▶ [Work instructions]
From the items below, copy out word for word every line, starting with the line containing "A test automation script must locate the black coffee" and going on through the line containing "[[169, 217, 498, 232]]", with both of those lines included.

▶ [Excerpted records]
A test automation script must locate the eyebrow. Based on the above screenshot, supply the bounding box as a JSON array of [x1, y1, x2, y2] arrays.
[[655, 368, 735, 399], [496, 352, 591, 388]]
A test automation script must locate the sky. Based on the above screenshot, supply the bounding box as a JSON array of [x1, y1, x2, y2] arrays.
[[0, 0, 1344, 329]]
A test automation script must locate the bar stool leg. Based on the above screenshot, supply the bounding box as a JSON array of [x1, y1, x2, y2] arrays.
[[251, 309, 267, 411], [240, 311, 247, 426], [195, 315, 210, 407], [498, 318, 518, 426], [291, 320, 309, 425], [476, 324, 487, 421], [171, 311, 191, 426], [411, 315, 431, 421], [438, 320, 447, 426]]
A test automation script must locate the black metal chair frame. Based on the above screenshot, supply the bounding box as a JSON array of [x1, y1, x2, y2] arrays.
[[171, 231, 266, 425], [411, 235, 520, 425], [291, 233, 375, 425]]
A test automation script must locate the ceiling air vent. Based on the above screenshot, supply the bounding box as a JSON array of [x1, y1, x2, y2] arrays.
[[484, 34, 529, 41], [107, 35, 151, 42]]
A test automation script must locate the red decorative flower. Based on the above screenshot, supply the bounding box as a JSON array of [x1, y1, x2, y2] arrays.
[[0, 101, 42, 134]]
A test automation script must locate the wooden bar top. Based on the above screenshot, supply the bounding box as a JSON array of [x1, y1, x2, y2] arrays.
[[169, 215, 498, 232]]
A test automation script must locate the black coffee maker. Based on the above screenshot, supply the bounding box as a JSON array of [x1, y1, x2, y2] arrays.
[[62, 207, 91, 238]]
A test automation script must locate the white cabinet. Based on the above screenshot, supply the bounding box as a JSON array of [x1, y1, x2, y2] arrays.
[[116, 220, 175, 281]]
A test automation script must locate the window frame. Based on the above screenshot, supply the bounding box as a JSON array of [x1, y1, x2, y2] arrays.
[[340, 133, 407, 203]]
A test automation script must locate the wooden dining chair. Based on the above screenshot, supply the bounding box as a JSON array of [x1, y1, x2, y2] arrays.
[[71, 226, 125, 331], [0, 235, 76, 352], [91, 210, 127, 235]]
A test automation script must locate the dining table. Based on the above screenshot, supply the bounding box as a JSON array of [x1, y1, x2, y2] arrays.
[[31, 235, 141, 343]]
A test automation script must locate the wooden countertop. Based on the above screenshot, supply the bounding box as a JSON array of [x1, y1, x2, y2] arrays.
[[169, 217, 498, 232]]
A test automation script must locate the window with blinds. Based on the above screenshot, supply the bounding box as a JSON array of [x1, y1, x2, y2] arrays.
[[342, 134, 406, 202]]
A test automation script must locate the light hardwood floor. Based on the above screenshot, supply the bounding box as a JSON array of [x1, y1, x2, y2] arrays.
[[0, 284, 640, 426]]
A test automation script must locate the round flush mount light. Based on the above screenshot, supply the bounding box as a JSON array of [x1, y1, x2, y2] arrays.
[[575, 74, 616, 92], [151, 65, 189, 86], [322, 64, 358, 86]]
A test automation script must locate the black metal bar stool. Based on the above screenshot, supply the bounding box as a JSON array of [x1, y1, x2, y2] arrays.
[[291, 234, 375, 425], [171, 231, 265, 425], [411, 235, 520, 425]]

▶ [The output]
A test automation script must locate the black coffee maker. Based on the above screenshot, supply the bounding box as a JSON array of [x1, y1, x2, y2] arrays.
[[62, 207, 91, 238]]
A test automation script must locate the white cabinet. Based on the above screenshot, supply the bounding box as a JSON array of [x1, y1, x2, y2] arrays.
[[116, 220, 175, 281]]
A test automation script must locate the window frame. Based on the above screenshot, supply the bounding box as a JSON array of [x1, y1, x2, y2] arrays.
[[340, 133, 407, 203]]
A test automation script must locate the wooden dining chair. Based on the above screenshot, supply the bounding box as a JSON array of [x1, y1, x2, y2] arrays.
[[71, 226, 125, 331], [0, 235, 76, 352], [91, 210, 127, 235]]
A test automation script must locate the dining table. Based on the above screenshot, supply the bounding box as a JSON array of [x1, y1, x2, y2] arrays.
[[31, 235, 141, 343]]
A test automation script must locate the wooden countertop. Based on the above screenshot, supply the bounding box as a JSON array of [x1, y1, x2, y2] arrays.
[[169, 217, 498, 232]]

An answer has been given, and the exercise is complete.